● **What to work on**:
According to the GHC plugin introduction, which phases can users customize with the compiler's plugin system?

● **Passage given**:
=======

Introduction

GHC is a wonderful compiler platform for writing compilers and languages. In addition to Haskell offering convenient syntactic abstractions for creating domain-specific languages, the language itself and the internals of the compiler can be extended in many ways, which let users come up with mind-bending innovations in scientific computing, testing and code editing, among many other examples.

The compiler offers a plugin system that lets users customize various aspects of the syntax analysis, typechecking and compilation phases, without having to rebuild the compiler itself.

While writing a GHC plugin that lets the user analyze and transform the Core representation of certain Haskell expressions, I found myself in need of a specific bit of machinery: how can the user tell the compiler which expression to look for? Moreover, how to map the names of user-defined terms to the internal representation used by the compiler?

It turns out inspection-testing provides this functionality as part of its user interface, and I will document it here both to consolidate its details in my head and so that others might learn from it in the future.

=======

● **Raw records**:
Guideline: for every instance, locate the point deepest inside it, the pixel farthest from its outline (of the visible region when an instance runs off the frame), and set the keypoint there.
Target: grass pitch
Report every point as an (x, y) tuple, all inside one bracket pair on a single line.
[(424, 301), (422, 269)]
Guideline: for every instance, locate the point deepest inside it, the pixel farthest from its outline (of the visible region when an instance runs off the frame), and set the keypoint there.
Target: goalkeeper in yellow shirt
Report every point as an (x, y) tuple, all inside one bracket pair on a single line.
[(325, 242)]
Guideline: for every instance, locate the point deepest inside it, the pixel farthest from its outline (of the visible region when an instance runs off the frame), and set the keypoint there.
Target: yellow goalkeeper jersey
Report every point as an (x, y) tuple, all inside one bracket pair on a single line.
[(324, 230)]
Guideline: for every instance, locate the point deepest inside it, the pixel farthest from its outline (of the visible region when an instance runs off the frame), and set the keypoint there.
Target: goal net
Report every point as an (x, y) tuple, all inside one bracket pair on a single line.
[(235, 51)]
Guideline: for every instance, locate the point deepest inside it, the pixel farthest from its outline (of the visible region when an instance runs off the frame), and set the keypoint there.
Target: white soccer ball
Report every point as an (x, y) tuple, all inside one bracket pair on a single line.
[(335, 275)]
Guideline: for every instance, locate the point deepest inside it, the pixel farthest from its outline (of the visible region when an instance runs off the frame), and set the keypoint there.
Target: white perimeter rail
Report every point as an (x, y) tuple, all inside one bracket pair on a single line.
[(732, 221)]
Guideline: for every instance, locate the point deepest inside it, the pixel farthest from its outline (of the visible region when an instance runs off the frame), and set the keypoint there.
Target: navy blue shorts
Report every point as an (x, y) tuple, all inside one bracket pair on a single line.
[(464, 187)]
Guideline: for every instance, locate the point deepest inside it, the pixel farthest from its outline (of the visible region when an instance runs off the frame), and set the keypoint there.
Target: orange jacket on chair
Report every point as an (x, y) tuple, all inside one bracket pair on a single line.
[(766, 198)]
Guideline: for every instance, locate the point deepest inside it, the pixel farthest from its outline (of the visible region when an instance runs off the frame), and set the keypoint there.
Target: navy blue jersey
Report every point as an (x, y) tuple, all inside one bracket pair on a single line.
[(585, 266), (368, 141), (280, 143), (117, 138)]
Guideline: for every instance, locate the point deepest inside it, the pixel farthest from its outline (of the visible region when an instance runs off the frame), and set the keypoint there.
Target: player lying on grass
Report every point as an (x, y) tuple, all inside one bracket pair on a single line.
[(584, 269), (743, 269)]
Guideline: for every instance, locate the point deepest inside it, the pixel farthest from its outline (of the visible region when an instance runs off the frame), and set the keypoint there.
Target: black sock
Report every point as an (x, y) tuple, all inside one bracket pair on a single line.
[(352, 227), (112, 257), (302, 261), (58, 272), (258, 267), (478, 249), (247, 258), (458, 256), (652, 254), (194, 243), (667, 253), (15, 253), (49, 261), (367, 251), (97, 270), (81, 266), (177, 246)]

=======

● **Response for this exercise**:
The syntax analysis, typechecking and compilation phases.